**Goal of the exercise:**
The lines from the one with "the dark volcanic" through the last line below are to be copied exactly; no other lines are to be returned.

**Source material:**
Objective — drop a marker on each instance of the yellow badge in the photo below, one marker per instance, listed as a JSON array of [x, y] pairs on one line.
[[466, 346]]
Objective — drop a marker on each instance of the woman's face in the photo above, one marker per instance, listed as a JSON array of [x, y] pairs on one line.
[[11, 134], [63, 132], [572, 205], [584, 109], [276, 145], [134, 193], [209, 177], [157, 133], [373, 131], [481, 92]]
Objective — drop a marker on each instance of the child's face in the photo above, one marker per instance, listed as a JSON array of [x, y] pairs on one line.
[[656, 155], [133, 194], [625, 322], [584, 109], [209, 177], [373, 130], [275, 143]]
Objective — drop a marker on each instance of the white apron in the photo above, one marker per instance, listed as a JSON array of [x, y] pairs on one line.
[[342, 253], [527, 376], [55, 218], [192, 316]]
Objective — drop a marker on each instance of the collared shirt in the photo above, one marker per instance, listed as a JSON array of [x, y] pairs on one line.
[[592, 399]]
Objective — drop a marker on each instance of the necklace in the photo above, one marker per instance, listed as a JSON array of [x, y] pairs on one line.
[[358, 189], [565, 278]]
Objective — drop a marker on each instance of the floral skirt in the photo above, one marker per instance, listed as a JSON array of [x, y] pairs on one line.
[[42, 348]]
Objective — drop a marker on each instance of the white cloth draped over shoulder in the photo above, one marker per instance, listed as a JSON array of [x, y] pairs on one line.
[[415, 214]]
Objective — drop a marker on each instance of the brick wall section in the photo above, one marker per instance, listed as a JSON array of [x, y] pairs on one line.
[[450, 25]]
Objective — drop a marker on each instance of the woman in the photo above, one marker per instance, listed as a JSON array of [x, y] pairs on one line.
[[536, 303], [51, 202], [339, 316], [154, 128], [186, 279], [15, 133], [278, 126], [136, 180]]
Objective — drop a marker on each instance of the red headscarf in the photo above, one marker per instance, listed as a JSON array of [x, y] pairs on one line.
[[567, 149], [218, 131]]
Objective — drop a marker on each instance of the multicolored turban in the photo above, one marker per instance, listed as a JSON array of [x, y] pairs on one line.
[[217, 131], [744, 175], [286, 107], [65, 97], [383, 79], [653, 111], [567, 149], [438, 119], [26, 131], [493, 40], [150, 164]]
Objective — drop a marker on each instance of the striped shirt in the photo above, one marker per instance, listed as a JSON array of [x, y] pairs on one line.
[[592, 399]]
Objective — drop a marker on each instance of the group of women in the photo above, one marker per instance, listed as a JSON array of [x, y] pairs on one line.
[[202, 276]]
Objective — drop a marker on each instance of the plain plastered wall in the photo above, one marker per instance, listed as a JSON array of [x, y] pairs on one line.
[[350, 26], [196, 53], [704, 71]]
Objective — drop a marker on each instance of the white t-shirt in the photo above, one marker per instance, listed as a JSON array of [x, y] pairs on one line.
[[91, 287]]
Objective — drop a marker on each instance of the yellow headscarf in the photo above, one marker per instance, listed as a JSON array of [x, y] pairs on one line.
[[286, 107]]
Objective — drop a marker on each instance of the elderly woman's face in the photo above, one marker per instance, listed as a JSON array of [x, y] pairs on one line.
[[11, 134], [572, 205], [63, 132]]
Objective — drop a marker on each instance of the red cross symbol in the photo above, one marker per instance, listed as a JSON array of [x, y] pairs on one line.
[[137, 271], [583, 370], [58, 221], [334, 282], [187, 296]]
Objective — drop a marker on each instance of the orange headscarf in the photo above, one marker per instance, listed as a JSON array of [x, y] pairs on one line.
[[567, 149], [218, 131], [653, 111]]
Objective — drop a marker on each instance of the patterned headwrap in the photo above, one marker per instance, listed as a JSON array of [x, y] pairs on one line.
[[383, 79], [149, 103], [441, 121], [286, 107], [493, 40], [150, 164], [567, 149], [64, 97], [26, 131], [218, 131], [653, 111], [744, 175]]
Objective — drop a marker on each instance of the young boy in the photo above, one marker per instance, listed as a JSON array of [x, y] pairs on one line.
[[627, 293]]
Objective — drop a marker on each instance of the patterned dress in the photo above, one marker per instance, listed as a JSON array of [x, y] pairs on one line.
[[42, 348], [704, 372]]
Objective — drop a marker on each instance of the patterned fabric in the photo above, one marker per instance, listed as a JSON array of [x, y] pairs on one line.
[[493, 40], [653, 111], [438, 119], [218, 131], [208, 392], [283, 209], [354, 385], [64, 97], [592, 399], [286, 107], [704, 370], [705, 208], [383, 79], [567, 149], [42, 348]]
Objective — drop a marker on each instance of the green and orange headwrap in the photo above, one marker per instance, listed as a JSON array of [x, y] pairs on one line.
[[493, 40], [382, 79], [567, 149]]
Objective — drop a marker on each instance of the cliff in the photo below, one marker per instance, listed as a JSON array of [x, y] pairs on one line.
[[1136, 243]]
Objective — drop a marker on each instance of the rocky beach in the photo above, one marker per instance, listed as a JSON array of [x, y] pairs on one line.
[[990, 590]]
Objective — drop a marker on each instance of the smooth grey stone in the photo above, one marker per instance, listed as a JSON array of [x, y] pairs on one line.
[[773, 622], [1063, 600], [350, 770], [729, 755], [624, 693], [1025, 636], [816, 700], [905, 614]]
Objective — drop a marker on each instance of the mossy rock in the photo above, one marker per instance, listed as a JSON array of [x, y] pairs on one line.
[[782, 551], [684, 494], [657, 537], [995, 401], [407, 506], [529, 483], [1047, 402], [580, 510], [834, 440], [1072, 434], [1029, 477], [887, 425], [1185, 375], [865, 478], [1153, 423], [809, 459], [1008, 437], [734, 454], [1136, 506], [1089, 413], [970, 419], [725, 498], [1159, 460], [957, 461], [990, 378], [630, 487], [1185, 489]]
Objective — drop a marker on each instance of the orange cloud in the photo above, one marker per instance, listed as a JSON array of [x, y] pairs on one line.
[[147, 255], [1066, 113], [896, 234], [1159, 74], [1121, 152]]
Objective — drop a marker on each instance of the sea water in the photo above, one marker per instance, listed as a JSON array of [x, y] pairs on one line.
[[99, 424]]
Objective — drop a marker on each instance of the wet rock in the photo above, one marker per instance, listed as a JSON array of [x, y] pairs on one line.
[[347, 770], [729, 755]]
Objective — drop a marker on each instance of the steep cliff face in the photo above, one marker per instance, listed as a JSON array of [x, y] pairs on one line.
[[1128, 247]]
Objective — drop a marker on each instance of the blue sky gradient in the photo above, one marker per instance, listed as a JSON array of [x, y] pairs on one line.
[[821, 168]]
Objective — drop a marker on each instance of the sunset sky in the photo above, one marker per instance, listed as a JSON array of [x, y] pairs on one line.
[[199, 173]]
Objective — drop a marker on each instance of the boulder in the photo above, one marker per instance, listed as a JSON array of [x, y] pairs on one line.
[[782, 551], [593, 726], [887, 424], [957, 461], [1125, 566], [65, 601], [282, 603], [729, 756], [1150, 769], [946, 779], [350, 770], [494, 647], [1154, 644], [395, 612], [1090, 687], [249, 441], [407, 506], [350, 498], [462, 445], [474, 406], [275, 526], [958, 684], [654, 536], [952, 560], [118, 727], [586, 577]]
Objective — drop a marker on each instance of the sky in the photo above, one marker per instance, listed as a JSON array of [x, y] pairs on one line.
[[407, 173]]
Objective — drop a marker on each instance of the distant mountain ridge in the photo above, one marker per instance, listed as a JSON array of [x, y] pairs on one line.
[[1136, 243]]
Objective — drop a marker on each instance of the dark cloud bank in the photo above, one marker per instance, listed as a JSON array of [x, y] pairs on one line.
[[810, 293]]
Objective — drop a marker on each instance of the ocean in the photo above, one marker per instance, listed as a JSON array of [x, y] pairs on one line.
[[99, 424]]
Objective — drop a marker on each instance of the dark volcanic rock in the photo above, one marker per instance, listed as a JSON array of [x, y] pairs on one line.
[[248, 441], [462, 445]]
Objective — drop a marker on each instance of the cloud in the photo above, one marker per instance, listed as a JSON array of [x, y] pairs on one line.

**Output of the task:**
Objective — drop a marker on each instance of the dark volcanic rock in the photo above, one marker per instance, listed as a JSON array of [x, y] pairs on one line.
[[248, 441], [462, 445]]
Objective — drop a marker on each instance of the cloud in the photo above, one marker per instance, listed as a JSON array of [x, y] pairs on one line.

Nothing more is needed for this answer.